QUESTIONS FOR 1/20/2021 COMMUNITY ENGAGEMENT MEETING

  1. CURRENT COVID NUMBERS IN KAWEAH HEALTH
  • Positive COVID-19 cases currently in Kaweah Health: 94 adults, 2 pediatric patients. 25% of the patients are incidental findings or not admitted due to COVID-they have some other primary diagnosis
  • How many are in ICU and do we have empty beds in our ICU? 8 in ICU and 10 empty beds
  • Positive Employees at Kaweah Delta: 232
  • Hospital Census: 315 (95%)
  • Vaccinated employee percentage: ~82% with only 50% boosted.

CA 7-day positivity peaked a few days ago and has been trending downward. Now at 21.1% through January 16.

Kaweah Health 7-day positivity at 36.2% through January 18, though has been 35-36 for about 5 days now so hopefully peaking…time will tell…obviously our COVID+ inpatients are spiking quickly to 96 today from 55 seven days ago.

SoCal and the Bay Area still lead the state’s 5 regions, with our region now up to #3.

Tulare County now up to #24 out of 58 CA counties, with 7-day positivity of 29.0% (21.0% one week ago), and a whopping 7270 new cases reported in the last week (2058 in the week prior).

  1. How is this surge affecting staffing?
    The surge is heavily impacting staffing with 254 staff currently out on COVID leave, which impacts our ability to staff beds, clinics and urgent care centers, further decreasing capacity during a time when the community needs more.There is a high rate of employees returning and the daily number fluctuates between 220-260.

2. Is Kaweah following the CDC guidelines and allowing employees to return to work after 5 days?

We stayed with the 7-day quarantine due to risk of transmission, but talk routinely about adjusting if necessary. The risk of transmission of COVID at:

  • 5-days = 31-39% risk of transmission
  • 7-days = 5-12% risk of transmission
  • 10-days = 1-10% risk of transmission

3. How many COVID tests are being performed each day at our clinics?

  • We have a total of 11,508 COVID tests in our organization since Jan 1st
  • Of these, 8,071 tests were performed our outpatient clinics
  • Considering most locations operate 6 days/week, we’re running ~504 tests/day in our clinics and about 180/day across our acute care hospital locations
  1. Is there a higher demand for vaccines or is it staying steady?

Month

1st/2nd

% Change By Month

Booster

% Change By

Month

Nov

112

-

860

-

Dec

73

(34%)

997

16%

Jan (31 day extrapolated)

Dataset section:
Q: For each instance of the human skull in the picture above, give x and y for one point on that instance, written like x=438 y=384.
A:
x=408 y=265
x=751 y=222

Try it:
Decide whether each statement below agrees with the community engagement meeting notes. Answer yes or no and quote the words of the notes that settle it.
1. Kaweah Health had 8 COVID-positive patients in its ICU.
2. Kaweah lets employees return to work after a 5-day quarantine.
3. Tulare County reported more new cases in the last week than in the week before.

Expected answer:
1. Yes: "8 in ICU and 10 empty beds"
2. No: "We stayed with the 7-day quarantine due to risk of transmission"
3. Yes: "a whopping 7270 new cases reported in the last week (2058 in the week prior)"